### SOURCE EXCERPT
++++++++++

2019 World Indoor Lacrosse Championship

Tournament details
- Host country: Canada
- Venue: Langley Events Centre (in Langley, British Columbia, Canada host cities)
- Dates: 19-28 September 2019
- Teams: 20

Final positions
- Champions: Canada (5th title)
- Runners-up: Haudenosaunee
- Third place: United States
- Fourth place: England

Tournament statistics
- Scoring leader(s): Brian Gillis (30 pts) Kieran McArdle (30 pts)

Awards
- MVP: Cody Jamieson

Official website
- www.wilc2019.ca

= 2019 World Indoor Lacrosse Championship =

The 2019 World Indoor Lacrosse Championship (WILC) was the fifth international box lacrosse championship organized by World Lacrosse every four years. It was held 19-28 September 2019 at the Langley Events Centre in Langley, British Columbia, Canada. The winner of the WILC wins the Cockerton Cup, named for All-American lacrosse player Stan Cockerton.

==Venues==
The competition was hosted in two venues in Langley, BC: Langley Events Centre and Aldergrove Credit Union Community Centre.

==Teams==
A record 20 countries competed in the 2019 World Indoor Lacrosse Championships. New entrants included Hong Kong, Costa Rica, Mexico and the Netherlands.

- AUT Austria
- CRC Costa Rica
- ENG England
- FIN Finland
- DEU Germany
- HKG Hong Kong
- IRE Ireland
- ISR Israel
- MEX Mexico
- NED Netherlands
- SER Serbia
- SVK Slovakia
- SWE Sweden
- SUI Switzerland

Source:

== Pool play ==
The teams were divided into four divisions, with the five highest-ranked teams placed in the Blue Division and the others being split into the Yellow, Green, and Orange Divisions. In the Blue Division, the top two teams advanced to the semifinals, the third and fourth teams entered the quarterfinals and the fifth team was placed in the first round of the championship bracket. The first place teams in the Yellow, Green, and Orange Divisions entered the championship bracket, while the other teams were placed in the placement bracket.

++++++++++

### DATA LINES
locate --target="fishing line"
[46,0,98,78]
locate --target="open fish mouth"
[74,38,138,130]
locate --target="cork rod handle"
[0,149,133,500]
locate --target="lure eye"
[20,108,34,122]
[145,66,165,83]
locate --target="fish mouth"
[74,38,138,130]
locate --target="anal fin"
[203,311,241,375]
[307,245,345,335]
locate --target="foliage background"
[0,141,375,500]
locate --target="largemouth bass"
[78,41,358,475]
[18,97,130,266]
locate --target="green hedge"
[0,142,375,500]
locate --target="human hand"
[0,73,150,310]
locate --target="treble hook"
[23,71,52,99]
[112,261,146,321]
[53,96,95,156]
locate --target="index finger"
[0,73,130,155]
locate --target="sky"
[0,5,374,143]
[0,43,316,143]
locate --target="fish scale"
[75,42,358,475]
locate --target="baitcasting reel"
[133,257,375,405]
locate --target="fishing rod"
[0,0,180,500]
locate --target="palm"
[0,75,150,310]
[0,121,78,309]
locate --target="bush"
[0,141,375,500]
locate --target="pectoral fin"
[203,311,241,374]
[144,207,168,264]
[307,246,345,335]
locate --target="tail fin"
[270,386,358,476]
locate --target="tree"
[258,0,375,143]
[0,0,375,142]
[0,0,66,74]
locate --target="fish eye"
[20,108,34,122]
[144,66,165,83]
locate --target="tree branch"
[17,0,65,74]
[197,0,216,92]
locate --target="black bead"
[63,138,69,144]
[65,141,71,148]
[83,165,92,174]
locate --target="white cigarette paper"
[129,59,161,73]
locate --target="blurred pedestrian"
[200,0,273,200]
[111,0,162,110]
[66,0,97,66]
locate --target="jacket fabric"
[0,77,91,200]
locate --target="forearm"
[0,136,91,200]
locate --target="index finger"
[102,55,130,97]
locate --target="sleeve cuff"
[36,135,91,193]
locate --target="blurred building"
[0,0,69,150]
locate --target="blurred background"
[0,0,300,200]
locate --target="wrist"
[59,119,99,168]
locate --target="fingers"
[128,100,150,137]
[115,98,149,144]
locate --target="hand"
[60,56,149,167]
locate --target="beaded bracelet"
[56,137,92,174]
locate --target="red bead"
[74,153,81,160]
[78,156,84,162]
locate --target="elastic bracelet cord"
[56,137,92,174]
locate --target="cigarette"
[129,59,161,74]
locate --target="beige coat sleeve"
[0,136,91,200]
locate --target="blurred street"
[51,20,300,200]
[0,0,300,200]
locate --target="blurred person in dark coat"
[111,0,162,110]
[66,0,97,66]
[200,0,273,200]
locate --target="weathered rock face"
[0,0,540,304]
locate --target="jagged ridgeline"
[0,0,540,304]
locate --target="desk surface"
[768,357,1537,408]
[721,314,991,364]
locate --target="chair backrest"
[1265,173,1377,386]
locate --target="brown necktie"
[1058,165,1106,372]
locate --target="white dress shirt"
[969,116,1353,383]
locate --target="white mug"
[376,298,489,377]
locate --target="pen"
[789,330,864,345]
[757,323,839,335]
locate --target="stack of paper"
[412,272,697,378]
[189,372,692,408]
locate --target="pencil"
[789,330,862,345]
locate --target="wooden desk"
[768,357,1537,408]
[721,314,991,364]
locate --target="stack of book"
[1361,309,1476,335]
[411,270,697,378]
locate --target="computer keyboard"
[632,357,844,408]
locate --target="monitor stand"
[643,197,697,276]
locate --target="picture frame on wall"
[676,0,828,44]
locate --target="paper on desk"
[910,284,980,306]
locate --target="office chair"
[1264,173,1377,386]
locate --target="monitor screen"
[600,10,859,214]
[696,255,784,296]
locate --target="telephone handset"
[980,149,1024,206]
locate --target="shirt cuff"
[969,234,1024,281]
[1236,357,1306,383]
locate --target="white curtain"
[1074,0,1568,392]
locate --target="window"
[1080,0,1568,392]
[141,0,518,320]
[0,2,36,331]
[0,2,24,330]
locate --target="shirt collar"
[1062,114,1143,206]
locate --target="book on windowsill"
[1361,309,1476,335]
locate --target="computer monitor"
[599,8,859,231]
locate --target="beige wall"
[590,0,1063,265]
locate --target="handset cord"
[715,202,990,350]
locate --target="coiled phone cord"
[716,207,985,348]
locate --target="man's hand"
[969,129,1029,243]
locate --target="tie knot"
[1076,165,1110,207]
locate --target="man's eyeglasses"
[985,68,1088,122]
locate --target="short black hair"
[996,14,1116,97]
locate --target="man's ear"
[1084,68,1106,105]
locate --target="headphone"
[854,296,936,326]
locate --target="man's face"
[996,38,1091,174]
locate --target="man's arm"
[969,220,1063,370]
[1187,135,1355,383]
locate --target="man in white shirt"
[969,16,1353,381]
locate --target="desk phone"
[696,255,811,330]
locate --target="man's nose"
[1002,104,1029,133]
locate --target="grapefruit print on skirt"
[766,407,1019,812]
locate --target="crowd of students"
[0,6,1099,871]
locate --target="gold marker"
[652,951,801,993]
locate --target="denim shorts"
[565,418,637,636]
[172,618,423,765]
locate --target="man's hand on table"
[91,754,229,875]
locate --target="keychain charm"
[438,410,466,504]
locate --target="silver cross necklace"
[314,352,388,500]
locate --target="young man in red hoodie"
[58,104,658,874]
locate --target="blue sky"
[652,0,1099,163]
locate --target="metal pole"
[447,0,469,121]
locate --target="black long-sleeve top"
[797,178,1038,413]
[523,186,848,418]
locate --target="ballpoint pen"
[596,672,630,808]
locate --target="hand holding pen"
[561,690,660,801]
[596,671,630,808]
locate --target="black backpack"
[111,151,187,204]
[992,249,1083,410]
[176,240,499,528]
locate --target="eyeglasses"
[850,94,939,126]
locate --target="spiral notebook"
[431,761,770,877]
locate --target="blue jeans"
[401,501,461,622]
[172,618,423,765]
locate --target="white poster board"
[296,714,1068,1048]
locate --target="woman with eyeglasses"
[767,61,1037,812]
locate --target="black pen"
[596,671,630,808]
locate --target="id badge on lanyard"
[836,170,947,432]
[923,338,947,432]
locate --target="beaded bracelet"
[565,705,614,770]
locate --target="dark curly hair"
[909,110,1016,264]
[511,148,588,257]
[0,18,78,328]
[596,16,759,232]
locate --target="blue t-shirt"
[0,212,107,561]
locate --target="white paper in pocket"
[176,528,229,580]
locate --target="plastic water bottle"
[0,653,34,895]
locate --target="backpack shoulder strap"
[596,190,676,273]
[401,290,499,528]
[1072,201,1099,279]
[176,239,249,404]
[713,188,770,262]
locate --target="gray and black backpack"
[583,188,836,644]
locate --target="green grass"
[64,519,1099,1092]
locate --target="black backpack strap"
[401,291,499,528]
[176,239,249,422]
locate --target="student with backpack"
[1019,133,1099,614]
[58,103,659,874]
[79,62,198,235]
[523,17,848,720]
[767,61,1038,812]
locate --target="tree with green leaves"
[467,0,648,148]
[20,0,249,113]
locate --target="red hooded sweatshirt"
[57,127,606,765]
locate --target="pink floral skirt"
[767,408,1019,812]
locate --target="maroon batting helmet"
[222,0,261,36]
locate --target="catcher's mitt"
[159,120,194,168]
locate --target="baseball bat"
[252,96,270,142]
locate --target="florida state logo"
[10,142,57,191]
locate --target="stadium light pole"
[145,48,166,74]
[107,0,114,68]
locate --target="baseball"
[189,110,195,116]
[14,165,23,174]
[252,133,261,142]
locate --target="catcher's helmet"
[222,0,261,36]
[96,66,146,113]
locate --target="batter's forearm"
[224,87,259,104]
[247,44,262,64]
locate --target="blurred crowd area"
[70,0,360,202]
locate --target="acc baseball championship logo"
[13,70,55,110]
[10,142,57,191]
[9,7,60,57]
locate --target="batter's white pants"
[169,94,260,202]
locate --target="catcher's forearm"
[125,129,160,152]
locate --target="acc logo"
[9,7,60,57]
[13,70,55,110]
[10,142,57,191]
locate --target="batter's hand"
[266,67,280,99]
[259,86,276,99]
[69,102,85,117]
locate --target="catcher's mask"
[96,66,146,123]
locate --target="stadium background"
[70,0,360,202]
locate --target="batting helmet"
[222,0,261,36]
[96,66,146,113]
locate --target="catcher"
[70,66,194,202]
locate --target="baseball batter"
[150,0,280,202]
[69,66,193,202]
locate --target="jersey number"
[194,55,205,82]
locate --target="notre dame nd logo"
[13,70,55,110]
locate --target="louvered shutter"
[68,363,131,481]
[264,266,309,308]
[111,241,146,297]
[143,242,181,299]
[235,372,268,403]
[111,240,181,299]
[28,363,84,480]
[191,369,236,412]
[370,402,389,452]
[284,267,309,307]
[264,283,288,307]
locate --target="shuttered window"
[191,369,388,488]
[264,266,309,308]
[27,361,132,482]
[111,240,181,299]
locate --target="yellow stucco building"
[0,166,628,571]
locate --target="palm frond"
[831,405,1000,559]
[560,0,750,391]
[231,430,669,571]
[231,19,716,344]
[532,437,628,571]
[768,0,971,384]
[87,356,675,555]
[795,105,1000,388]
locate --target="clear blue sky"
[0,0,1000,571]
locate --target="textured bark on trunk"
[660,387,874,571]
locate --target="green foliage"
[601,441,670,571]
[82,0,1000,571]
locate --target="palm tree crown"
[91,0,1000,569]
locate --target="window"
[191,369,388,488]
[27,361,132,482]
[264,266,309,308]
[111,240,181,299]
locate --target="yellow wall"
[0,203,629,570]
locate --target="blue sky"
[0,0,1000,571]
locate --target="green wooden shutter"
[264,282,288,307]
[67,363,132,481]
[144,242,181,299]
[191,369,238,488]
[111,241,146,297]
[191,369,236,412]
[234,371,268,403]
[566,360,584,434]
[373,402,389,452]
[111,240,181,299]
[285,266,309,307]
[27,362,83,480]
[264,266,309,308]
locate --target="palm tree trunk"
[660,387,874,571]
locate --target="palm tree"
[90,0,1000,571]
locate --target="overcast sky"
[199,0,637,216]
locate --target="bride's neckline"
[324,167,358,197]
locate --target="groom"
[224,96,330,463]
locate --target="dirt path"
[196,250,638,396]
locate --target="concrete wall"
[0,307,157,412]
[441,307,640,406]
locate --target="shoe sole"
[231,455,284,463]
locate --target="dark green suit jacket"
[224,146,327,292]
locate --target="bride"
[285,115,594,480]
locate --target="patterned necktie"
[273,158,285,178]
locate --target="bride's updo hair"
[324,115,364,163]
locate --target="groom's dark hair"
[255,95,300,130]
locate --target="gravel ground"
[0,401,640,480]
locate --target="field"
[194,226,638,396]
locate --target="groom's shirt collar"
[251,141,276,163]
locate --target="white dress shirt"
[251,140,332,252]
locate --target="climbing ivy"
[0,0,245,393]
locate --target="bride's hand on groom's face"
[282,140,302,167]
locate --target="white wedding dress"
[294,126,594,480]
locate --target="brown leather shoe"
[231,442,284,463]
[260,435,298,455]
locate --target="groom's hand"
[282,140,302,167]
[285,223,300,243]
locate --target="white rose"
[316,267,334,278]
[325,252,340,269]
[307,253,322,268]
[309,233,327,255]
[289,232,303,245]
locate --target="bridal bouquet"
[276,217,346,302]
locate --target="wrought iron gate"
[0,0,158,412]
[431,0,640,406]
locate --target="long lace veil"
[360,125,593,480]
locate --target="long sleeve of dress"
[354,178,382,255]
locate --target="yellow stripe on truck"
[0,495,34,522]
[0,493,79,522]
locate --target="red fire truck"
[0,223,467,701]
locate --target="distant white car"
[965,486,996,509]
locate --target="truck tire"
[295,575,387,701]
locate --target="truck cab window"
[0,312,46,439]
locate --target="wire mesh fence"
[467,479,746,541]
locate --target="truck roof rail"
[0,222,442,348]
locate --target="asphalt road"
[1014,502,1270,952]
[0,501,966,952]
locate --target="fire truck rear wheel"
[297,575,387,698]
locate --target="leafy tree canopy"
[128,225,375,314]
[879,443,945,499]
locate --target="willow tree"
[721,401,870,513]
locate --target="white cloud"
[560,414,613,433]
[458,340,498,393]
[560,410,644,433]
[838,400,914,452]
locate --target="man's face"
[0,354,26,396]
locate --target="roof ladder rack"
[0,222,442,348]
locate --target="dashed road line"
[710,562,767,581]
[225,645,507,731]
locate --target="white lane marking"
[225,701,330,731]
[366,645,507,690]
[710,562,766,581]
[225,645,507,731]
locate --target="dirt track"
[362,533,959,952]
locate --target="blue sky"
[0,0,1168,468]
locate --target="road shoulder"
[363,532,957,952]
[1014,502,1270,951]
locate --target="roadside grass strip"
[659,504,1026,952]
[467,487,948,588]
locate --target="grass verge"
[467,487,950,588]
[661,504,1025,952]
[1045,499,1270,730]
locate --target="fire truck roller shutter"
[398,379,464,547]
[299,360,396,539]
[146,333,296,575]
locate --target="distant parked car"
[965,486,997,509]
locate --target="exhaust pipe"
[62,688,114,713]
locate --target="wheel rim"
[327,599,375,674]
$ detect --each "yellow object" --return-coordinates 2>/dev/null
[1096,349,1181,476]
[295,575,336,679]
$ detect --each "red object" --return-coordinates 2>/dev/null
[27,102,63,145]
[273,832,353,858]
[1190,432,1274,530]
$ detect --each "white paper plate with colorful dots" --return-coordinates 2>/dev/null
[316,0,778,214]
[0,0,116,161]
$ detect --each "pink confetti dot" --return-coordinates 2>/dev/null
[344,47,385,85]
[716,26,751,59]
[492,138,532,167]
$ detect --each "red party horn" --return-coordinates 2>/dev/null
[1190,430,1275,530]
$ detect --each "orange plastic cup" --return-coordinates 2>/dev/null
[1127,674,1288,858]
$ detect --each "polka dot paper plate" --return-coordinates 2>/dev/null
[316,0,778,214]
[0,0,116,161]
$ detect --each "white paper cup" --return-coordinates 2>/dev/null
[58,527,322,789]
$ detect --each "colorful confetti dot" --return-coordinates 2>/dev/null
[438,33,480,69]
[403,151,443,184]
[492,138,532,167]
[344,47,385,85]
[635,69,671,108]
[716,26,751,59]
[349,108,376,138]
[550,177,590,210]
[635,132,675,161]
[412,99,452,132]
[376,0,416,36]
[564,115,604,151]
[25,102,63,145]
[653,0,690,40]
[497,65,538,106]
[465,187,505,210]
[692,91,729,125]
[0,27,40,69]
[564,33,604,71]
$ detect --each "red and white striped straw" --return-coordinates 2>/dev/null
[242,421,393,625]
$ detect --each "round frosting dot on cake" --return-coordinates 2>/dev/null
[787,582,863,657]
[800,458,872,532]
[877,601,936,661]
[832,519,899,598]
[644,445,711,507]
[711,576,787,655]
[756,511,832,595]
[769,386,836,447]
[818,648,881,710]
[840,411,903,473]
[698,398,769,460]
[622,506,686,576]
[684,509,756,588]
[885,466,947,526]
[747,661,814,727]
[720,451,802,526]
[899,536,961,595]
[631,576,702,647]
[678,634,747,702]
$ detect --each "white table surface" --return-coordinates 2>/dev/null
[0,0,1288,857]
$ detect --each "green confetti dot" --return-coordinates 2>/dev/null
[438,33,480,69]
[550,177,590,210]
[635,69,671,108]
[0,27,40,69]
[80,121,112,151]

++++++++++

### TASK PROMPT
Reproduce the lacrosse championship article from "The 2019 World Indoor Lacrosse Championship (WILC)" up to and including "and the Netherlands.". The material has no connection to the lacrosse championship article.

### ANSWER TO THIS PROBLEM
The 2019 World Indoor Lacrosse Championship (WILC) was the fifth international box lacrosse championship organized by World Lacrosse every four years. It was held 19-28 September 2019 at the Langley Events Centre in Langley, British Columbia, Canada. The winner of the WILC wins the Cockerton Cup, named for All-American lacrosse player Stan Cockerton.

==Venues==
The competition was hosted in two venues in Langley, BC: Langley Events Centre and Aldergrove Credit Union Community Centre.

==Teams==
A record 20 countries competed in the 2019 World Indoor Lacrosse Championships. New entrants included Hong Kong, Costa Rica, Mexico and the Netherlands.